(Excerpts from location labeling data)
* START *

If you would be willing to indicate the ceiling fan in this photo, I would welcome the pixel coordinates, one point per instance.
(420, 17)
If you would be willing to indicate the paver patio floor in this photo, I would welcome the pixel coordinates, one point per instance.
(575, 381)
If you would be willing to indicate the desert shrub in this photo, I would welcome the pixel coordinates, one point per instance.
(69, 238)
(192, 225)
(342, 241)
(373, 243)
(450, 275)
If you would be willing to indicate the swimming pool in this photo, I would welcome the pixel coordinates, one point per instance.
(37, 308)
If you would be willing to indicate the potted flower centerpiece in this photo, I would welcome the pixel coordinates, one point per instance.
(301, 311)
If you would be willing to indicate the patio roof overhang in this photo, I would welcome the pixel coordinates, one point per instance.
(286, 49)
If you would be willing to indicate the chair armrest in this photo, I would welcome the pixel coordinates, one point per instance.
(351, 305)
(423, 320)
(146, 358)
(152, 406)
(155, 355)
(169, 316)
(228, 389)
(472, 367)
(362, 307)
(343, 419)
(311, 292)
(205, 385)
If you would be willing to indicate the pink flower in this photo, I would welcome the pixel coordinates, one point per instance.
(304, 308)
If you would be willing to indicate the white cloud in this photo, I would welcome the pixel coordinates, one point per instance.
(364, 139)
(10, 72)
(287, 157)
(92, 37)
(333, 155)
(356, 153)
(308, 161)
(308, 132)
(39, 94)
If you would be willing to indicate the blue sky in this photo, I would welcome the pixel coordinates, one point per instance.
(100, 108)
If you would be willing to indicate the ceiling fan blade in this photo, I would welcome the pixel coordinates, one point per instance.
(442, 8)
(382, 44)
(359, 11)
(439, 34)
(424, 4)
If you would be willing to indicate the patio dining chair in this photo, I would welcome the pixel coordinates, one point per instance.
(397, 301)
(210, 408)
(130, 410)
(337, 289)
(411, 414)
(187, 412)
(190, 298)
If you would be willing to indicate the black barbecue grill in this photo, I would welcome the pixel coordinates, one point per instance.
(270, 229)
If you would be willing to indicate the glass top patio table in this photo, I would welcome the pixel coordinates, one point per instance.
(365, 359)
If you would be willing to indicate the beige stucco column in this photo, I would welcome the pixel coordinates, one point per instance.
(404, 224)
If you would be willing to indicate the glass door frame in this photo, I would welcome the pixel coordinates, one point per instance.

* END *

▶ _Task description_
Reproduce all of the material, changing "desert shrub" to "desert bush" and leaving everything else unaltered.

▶ _Expected output_
If you would be willing to indicate the ceiling fan in this photo, I would welcome the pixel coordinates, one point per instance.
(420, 17)
If you would be willing to indicate the paver patio floor in this photo, I would welcome the pixel coordinates, one point per instance.
(575, 381)
If you would be willing to indicate the desert bush in this photo, I would welcome the pixel coordinates, one point per instance.
(69, 238)
(192, 225)
(342, 241)
(373, 243)
(450, 275)
If you would be willing to indicate the swimming pool in this photo, I would welcome the pixel coordinates, one point per instance.
(37, 308)
If you would be willing to indicate the potted flower centerpiece in this photo, I would welcome the pixel coordinates, one point per instance.
(301, 311)
If you would be willing to indicate the patio roof overhang in this photo, I would welcome the pixel coordinates, one point per instance.
(286, 49)
If you would be willing to indicate the chair armrest in this photo, I would welcome the pixel coordinates, one point per instance.
(351, 305)
(423, 320)
(146, 358)
(152, 406)
(155, 355)
(169, 316)
(228, 389)
(472, 367)
(362, 307)
(343, 419)
(311, 292)
(205, 385)
If you would be willing to indicate the pink flower in this photo, I would welcome the pixel coordinates, one point per instance.
(304, 308)
If you would be willing to indicate the white cloud in this photo, I would welcome the pixel coordinates, one point per instance.
(364, 139)
(10, 72)
(287, 157)
(92, 37)
(333, 155)
(356, 153)
(308, 161)
(308, 132)
(39, 94)
If you would be willing to indicate the blue sky in this photo, I would welcome the pixel coordinates, one point per instance.
(100, 108)
If you would be willing to indicate the ceiling fan blade in this photo, I would welcome the pixel coordinates, one point per instance.
(442, 8)
(382, 44)
(359, 11)
(439, 34)
(424, 4)
If you would be willing to indicate the patio dining chair in this photo, I would welcome the pixel coordinates, one point per instance.
(397, 301)
(210, 408)
(130, 410)
(337, 289)
(411, 414)
(187, 412)
(190, 298)
If you would be willing to indicate the black barbecue grill in this photo, I would welcome the pixel coordinates, one point per instance.
(270, 229)
If you would be willing to indicate the glass top patio table in this photo, I would welcome the pixel coordinates, one point per instance.
(365, 359)
If you would be willing to indicate the beige stucco column in this photo, I would welcome the pixel coordinates, one point per instance.
(404, 224)
If you would be willing to indicate the glass door frame in this photo, I would welcome the pixel coordinates, one point per instance.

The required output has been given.